• _WHAT THE EXERCISE ASKS_
Extract each of the rows below that contains the word "steel", and reproduce them in full.

-- begin GIVEN ENTRIES --

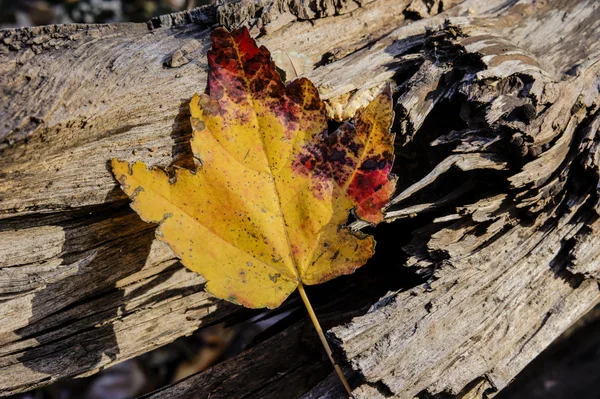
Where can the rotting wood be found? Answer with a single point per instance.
(509, 107)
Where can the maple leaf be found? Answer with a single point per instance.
(266, 210)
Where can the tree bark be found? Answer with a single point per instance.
(497, 204)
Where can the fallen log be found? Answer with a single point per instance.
(497, 207)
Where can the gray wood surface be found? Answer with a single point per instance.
(497, 149)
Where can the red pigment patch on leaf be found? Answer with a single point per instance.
(357, 157)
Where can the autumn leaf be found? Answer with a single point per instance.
(266, 210)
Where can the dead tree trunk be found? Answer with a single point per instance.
(497, 152)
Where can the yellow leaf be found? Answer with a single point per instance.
(267, 209)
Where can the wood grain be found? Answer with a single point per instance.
(497, 206)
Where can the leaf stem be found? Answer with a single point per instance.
(315, 321)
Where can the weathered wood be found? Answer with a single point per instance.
(497, 156)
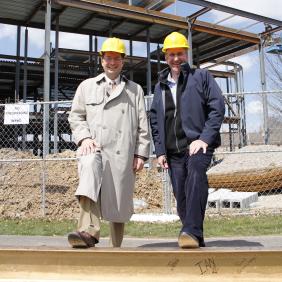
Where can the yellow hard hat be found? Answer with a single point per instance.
(175, 40)
(113, 44)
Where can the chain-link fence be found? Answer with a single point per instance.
(38, 172)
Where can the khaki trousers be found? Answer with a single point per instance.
(89, 221)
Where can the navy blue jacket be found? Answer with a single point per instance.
(201, 108)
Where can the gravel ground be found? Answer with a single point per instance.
(21, 183)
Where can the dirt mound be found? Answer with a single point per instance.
(21, 186)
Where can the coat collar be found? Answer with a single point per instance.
(102, 78)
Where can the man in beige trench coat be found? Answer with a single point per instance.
(109, 124)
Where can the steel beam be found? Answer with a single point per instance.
(149, 77)
(264, 97)
(56, 88)
(18, 66)
(33, 12)
(198, 13)
(25, 64)
(46, 79)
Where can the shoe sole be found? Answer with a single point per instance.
(76, 242)
(187, 241)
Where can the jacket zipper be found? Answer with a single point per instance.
(176, 140)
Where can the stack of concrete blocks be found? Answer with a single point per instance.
(225, 198)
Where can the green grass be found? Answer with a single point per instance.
(214, 227)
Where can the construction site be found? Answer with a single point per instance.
(38, 173)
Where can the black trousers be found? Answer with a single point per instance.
(190, 187)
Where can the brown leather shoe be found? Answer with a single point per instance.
(81, 239)
(187, 240)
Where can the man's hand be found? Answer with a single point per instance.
(196, 145)
(138, 164)
(87, 147)
(162, 162)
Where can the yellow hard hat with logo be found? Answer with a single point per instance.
(113, 44)
(175, 40)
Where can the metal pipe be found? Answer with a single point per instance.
(25, 83)
(17, 77)
(91, 55)
(56, 85)
(131, 62)
(158, 58)
(264, 97)
(96, 56)
(25, 64)
(46, 79)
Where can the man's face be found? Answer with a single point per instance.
(112, 63)
(175, 57)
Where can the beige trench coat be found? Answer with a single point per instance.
(119, 124)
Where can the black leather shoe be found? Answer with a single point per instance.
(187, 240)
(81, 240)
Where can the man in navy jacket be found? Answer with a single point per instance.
(186, 116)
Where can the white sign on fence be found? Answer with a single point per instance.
(16, 114)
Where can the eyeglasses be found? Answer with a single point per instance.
(178, 54)
(114, 59)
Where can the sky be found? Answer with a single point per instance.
(250, 61)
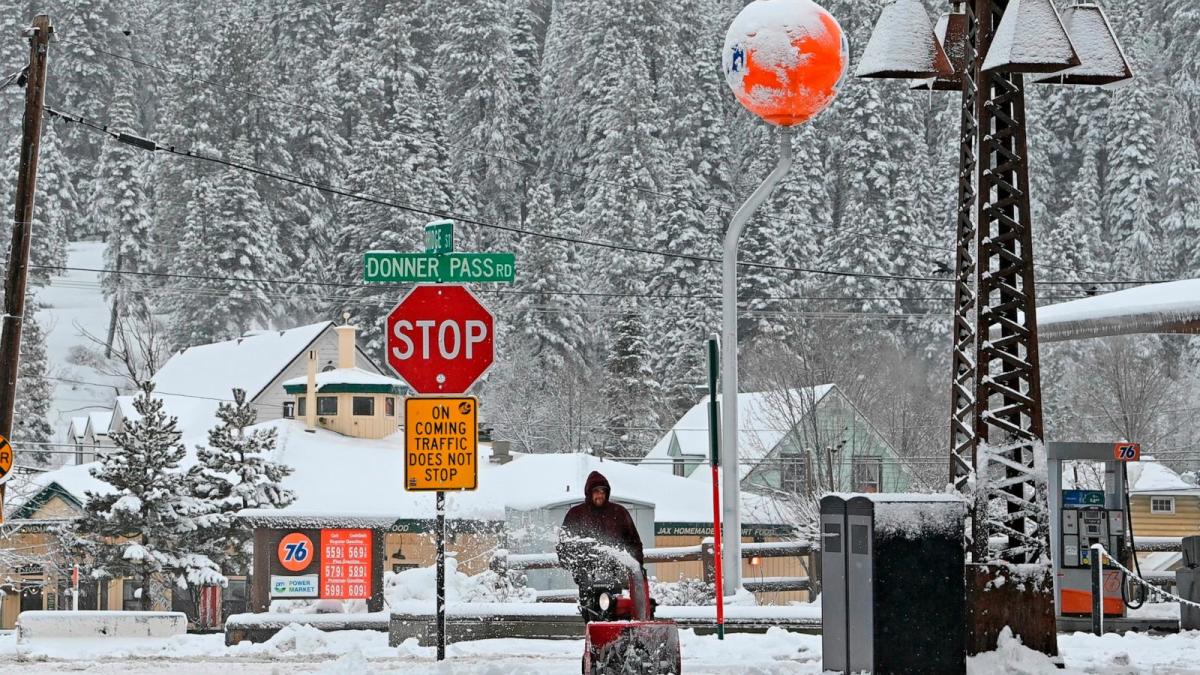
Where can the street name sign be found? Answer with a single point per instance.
(441, 443)
(439, 339)
(395, 267)
(439, 237)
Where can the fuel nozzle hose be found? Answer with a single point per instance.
(1133, 550)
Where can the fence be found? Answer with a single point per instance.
(503, 561)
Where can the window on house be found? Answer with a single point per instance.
(793, 473)
(364, 406)
(868, 475)
(1162, 505)
(130, 599)
(327, 405)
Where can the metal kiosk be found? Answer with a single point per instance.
(1081, 518)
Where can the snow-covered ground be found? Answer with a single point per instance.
(307, 650)
(71, 304)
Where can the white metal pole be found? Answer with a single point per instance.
(731, 555)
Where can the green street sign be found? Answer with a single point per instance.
(393, 267)
(439, 237)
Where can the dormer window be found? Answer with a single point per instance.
(364, 406)
(327, 405)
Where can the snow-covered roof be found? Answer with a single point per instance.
(359, 479)
(1173, 306)
(77, 428)
(249, 363)
(348, 376)
(765, 418)
(97, 423)
(1149, 477)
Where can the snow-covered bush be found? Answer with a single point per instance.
(683, 592)
(420, 584)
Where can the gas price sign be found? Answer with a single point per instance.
(346, 565)
(441, 443)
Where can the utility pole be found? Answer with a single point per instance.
(22, 226)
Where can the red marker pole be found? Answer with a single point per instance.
(714, 443)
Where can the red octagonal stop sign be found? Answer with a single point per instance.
(439, 339)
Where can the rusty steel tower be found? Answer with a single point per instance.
(988, 51)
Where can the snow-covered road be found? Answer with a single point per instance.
(306, 650)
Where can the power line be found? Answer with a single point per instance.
(148, 144)
(538, 167)
(88, 284)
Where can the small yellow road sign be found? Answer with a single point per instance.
(441, 443)
(5, 459)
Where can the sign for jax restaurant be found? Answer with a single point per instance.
(345, 565)
(439, 339)
(441, 443)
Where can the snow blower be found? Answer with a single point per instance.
(622, 633)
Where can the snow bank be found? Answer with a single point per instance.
(1011, 656)
(58, 625)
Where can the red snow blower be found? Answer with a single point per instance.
(622, 634)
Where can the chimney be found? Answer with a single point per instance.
(346, 346)
(311, 393)
(502, 452)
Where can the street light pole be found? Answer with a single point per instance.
(731, 555)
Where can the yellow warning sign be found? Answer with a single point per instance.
(5, 459)
(441, 443)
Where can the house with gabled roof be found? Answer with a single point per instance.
(791, 441)
(197, 380)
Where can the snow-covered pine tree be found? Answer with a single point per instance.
(485, 107)
(231, 243)
(233, 472)
(57, 208)
(119, 208)
(31, 424)
(629, 383)
(143, 524)
(547, 314)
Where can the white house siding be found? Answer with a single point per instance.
(269, 404)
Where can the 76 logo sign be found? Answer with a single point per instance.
(295, 551)
(1126, 452)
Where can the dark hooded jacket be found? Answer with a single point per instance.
(609, 524)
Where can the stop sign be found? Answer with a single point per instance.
(439, 339)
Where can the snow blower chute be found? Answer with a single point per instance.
(622, 633)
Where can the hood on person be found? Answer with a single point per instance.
(597, 481)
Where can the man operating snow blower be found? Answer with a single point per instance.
(599, 544)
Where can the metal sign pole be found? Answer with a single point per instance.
(442, 574)
(714, 442)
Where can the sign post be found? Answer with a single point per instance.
(441, 453)
(439, 340)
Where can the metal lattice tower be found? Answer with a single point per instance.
(1008, 383)
(963, 362)
(996, 390)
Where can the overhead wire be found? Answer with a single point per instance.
(535, 166)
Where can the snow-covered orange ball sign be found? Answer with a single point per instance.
(785, 59)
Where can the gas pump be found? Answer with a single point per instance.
(1081, 518)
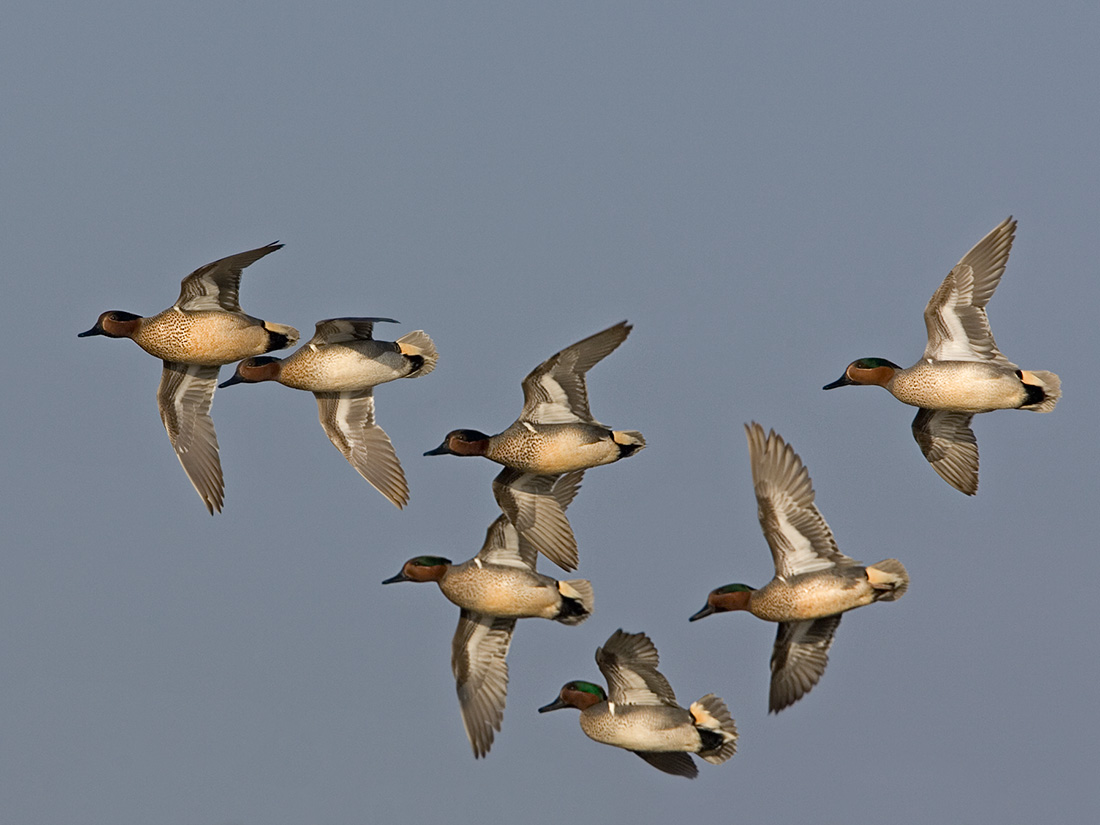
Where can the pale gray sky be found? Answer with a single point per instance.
(765, 193)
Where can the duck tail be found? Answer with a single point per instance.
(279, 336)
(575, 601)
(889, 579)
(417, 344)
(1044, 389)
(629, 442)
(716, 728)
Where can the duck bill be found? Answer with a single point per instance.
(844, 381)
(707, 609)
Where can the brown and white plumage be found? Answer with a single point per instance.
(961, 372)
(494, 589)
(341, 364)
(554, 433)
(814, 582)
(202, 330)
(639, 711)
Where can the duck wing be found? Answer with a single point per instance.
(554, 392)
(799, 659)
(536, 505)
(342, 330)
(800, 539)
(948, 443)
(216, 285)
(958, 328)
(184, 398)
(479, 660)
(348, 419)
(628, 662)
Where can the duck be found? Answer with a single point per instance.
(554, 433)
(961, 372)
(493, 590)
(814, 582)
(638, 712)
(205, 329)
(341, 364)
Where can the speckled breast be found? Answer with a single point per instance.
(342, 369)
(965, 386)
(502, 591)
(812, 596)
(211, 339)
(553, 448)
(641, 727)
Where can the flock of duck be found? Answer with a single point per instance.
(545, 453)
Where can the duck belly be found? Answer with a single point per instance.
(503, 592)
(554, 449)
(208, 339)
(961, 386)
(339, 369)
(813, 596)
(641, 727)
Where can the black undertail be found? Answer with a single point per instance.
(276, 341)
(570, 608)
(1035, 394)
(711, 739)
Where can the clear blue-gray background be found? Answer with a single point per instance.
(766, 190)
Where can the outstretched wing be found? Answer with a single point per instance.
(184, 398)
(554, 392)
(948, 443)
(479, 660)
(628, 662)
(341, 330)
(536, 505)
(958, 328)
(217, 285)
(799, 659)
(348, 419)
(800, 539)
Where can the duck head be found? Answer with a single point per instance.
(114, 323)
(421, 569)
(725, 598)
(866, 372)
(462, 442)
(254, 370)
(576, 694)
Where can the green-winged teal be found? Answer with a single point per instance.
(201, 331)
(493, 590)
(341, 364)
(814, 581)
(961, 372)
(554, 433)
(639, 710)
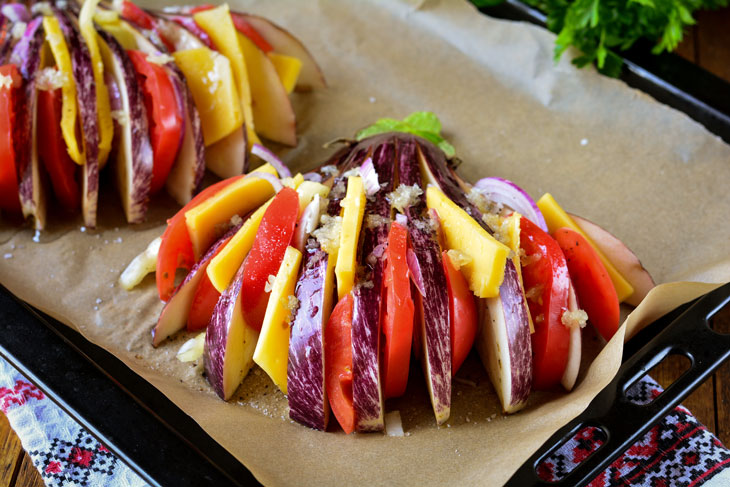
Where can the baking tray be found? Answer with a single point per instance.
(166, 447)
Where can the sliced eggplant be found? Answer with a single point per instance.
(134, 159)
(570, 375)
(86, 95)
(229, 342)
(229, 156)
(186, 176)
(367, 393)
(26, 54)
(504, 343)
(283, 42)
(305, 373)
(435, 332)
(174, 315)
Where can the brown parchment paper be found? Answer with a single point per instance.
(649, 174)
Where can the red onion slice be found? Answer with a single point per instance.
(369, 177)
(509, 194)
(275, 182)
(415, 271)
(260, 151)
(16, 12)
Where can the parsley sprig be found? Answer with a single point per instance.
(423, 124)
(601, 28)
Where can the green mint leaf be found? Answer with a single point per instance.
(422, 124)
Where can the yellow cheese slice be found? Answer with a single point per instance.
(556, 217)
(272, 349)
(485, 272)
(513, 232)
(217, 23)
(59, 49)
(103, 109)
(211, 82)
(288, 69)
(225, 265)
(353, 207)
(238, 198)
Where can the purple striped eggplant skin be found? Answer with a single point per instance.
(134, 159)
(367, 393)
(503, 342)
(186, 176)
(86, 98)
(174, 315)
(26, 54)
(435, 327)
(307, 393)
(229, 342)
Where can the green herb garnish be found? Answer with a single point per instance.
(423, 124)
(601, 28)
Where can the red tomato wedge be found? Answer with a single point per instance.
(596, 293)
(241, 26)
(546, 278)
(176, 249)
(338, 363)
(267, 251)
(9, 197)
(58, 164)
(462, 314)
(163, 113)
(399, 312)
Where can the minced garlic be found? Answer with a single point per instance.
(49, 79)
(404, 196)
(573, 319)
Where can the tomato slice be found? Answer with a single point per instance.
(546, 279)
(596, 293)
(9, 195)
(338, 363)
(60, 167)
(267, 251)
(462, 314)
(399, 313)
(241, 26)
(176, 249)
(163, 113)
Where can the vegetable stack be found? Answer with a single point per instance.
(159, 96)
(332, 280)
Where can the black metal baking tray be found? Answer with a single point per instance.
(166, 447)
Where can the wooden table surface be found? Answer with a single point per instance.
(706, 44)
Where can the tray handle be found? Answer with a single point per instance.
(624, 422)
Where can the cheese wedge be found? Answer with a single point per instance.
(272, 349)
(217, 23)
(556, 217)
(211, 82)
(59, 49)
(353, 208)
(238, 198)
(485, 271)
(103, 108)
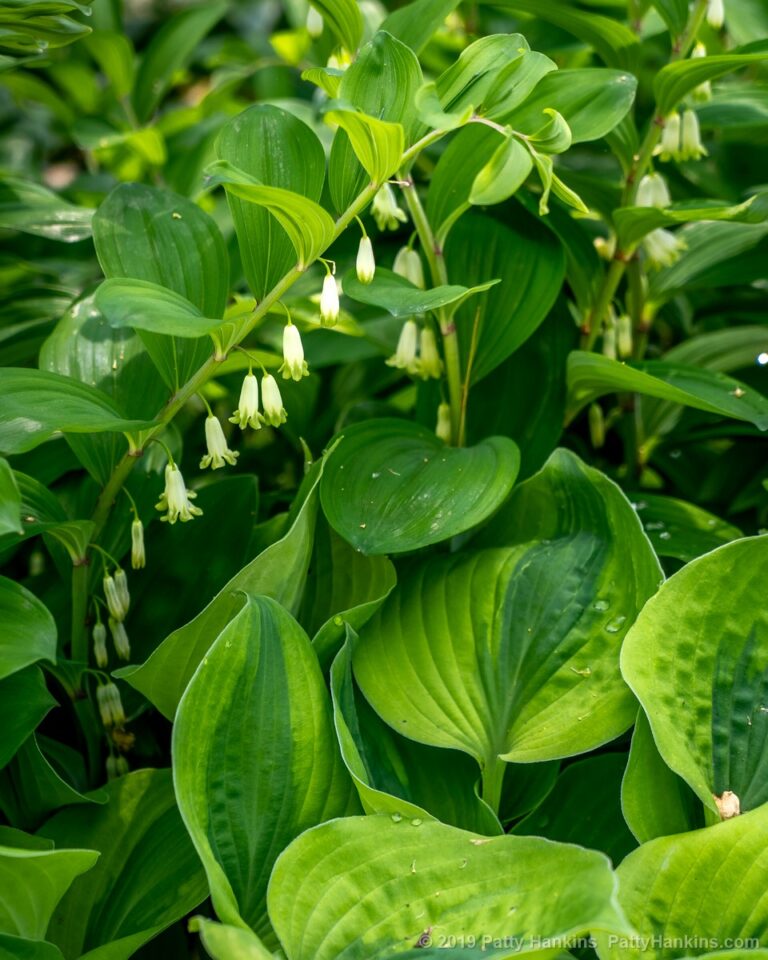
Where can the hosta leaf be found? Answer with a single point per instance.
(378, 144)
(147, 306)
(654, 800)
(308, 226)
(279, 572)
(147, 876)
(29, 630)
(530, 259)
(593, 100)
(591, 375)
(675, 80)
(401, 298)
(512, 651)
(391, 486)
(32, 882)
(37, 404)
(365, 888)
(708, 881)
(274, 148)
(696, 661)
(245, 797)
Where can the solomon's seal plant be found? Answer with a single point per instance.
(436, 334)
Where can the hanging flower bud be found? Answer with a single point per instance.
(117, 767)
(691, 147)
(314, 23)
(703, 92)
(274, 411)
(110, 705)
(405, 355)
(218, 451)
(294, 365)
(138, 556)
(443, 429)
(663, 247)
(429, 364)
(624, 336)
(120, 639)
(118, 600)
(716, 14)
(100, 645)
(329, 302)
(596, 426)
(652, 191)
(385, 210)
(176, 499)
(669, 146)
(366, 263)
(247, 413)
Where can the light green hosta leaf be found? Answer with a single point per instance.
(29, 630)
(378, 144)
(512, 651)
(24, 701)
(255, 756)
(401, 298)
(399, 776)
(654, 800)
(225, 942)
(345, 20)
(633, 223)
(675, 80)
(32, 882)
(10, 502)
(146, 306)
(592, 101)
(591, 376)
(680, 529)
(696, 661)
(366, 888)
(392, 486)
(37, 404)
(147, 876)
(308, 226)
(32, 208)
(279, 572)
(707, 884)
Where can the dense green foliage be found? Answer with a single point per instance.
(437, 335)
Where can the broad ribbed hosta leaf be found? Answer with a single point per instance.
(399, 776)
(675, 80)
(277, 150)
(29, 631)
(654, 800)
(591, 376)
(150, 234)
(680, 529)
(366, 888)
(530, 260)
(696, 661)
(255, 756)
(393, 486)
(279, 571)
(147, 875)
(32, 882)
(512, 651)
(37, 404)
(708, 884)
(592, 100)
(147, 306)
(401, 298)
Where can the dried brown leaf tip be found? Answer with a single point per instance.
(728, 804)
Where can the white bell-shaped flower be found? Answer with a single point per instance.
(176, 499)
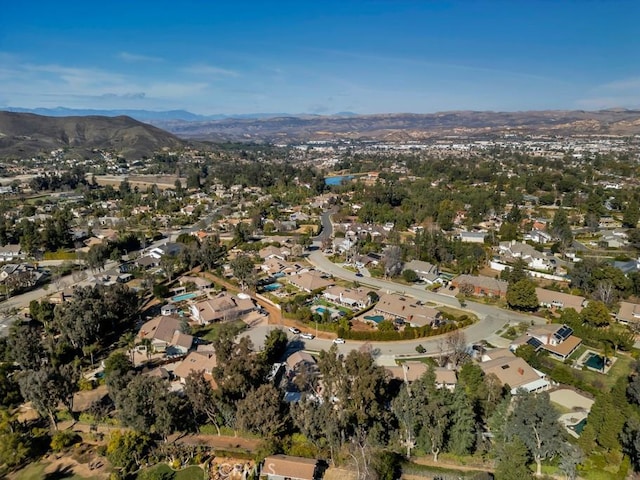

-- end GIVEN ENTRIES --

• _FINISHED EXERCISE_
Where can the steel beam be found? Answer with a single point per instance.
Where can the rusty steel tower be found? Answer with a single point per instance.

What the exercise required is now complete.